> Exercise:
Everything in the listing below should be repeated verbatim, apart from the pictures.

> Extracted data:
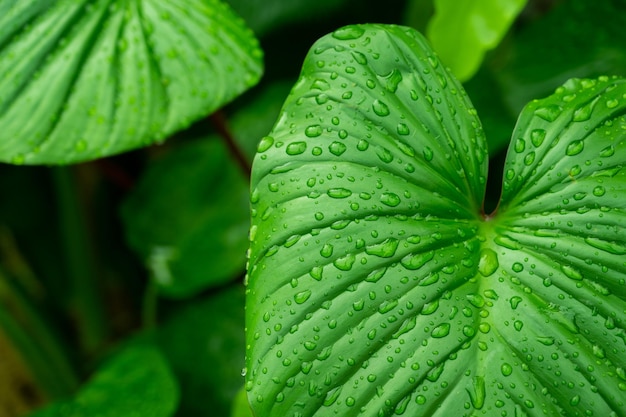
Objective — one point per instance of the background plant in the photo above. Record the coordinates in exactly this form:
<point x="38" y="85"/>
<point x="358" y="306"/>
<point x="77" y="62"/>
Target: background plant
<point x="90" y="293"/>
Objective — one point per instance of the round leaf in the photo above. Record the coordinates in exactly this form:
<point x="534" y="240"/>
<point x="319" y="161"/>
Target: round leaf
<point x="85" y="79"/>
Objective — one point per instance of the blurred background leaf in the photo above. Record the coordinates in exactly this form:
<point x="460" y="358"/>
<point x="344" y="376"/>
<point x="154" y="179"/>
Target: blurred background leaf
<point x="135" y="382"/>
<point x="203" y="340"/>
<point x="188" y="218"/>
<point x="461" y="32"/>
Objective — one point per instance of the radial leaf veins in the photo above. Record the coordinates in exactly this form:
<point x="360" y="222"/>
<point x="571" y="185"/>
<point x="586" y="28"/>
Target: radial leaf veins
<point x="377" y="287"/>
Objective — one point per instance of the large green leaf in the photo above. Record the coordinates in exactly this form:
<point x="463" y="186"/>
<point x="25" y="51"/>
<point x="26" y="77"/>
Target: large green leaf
<point x="376" y="283"/>
<point x="135" y="382"/>
<point x="461" y="32"/>
<point x="85" y="79"/>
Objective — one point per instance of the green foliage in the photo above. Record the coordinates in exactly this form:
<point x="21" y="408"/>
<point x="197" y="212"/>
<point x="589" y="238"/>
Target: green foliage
<point x="137" y="381"/>
<point x="377" y="284"/>
<point x="107" y="76"/>
<point x="195" y="236"/>
<point x="479" y="25"/>
<point x="379" y="216"/>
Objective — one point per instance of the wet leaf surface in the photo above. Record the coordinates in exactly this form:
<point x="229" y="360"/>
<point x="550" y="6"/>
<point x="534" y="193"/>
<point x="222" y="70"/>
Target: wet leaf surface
<point x="377" y="286"/>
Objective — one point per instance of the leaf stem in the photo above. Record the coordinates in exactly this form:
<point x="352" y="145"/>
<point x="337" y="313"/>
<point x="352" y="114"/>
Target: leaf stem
<point x="85" y="301"/>
<point x="38" y="345"/>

> Answer space:
Objective — one point per instance of the background plant in the photo above. Record the coordinates in exactly this form:
<point x="38" y="85"/>
<point x="358" y="306"/>
<point x="77" y="62"/>
Target: background plant
<point x="90" y="293"/>
Objective — one point per instance of the round leaf in the photo above. Record the coordinates in exactly this form:
<point x="534" y="240"/>
<point x="319" y="161"/>
Target: round leaf
<point x="85" y="79"/>
Objective — one point per instance of the blurred background leaf in the photo above. Record the coordinates in exactly this form:
<point x="460" y="358"/>
<point x="344" y="376"/>
<point x="154" y="179"/>
Target: blurred background leaf
<point x="135" y="382"/>
<point x="203" y="340"/>
<point x="188" y="218"/>
<point x="461" y="32"/>
Objective — one point per instance of the radial leaf veins in the photo above. Record the coordinates in exactly this form:
<point x="360" y="222"/>
<point x="571" y="185"/>
<point x="586" y="28"/>
Target: radial leaf veins
<point x="377" y="287"/>
Objective — one point per instance of the large green leaf in the photo above. Record the coordinates in exactly this form:
<point x="463" y="186"/>
<point x="25" y="51"/>
<point x="26" y="77"/>
Target: large green leaf
<point x="376" y="283"/>
<point x="135" y="382"/>
<point x="461" y="32"/>
<point x="85" y="79"/>
Objective — one point per instance of the green foliage in the photo above. Record the coordinates in exactly this form:
<point x="21" y="408"/>
<point x="197" y="212"/>
<point x="589" y="238"/>
Target: green foliage
<point x="137" y="381"/>
<point x="377" y="284"/>
<point x="107" y="76"/>
<point x="195" y="236"/>
<point x="479" y="25"/>
<point x="379" y="216"/>
Objective — one point per instance of the wet leaf surface in the photo above. Record the coordinates in exactly this form:
<point x="229" y="360"/>
<point x="550" y="6"/>
<point x="534" y="193"/>
<point x="222" y="70"/>
Target: wet leaf surface
<point x="377" y="286"/>
Objective — one point per instance of the leaf stem in the photo above. Record the coordinates in exactly this form:
<point x="352" y="145"/>
<point x="337" y="313"/>
<point x="352" y="114"/>
Target: leaf stem
<point x="85" y="301"/>
<point x="38" y="345"/>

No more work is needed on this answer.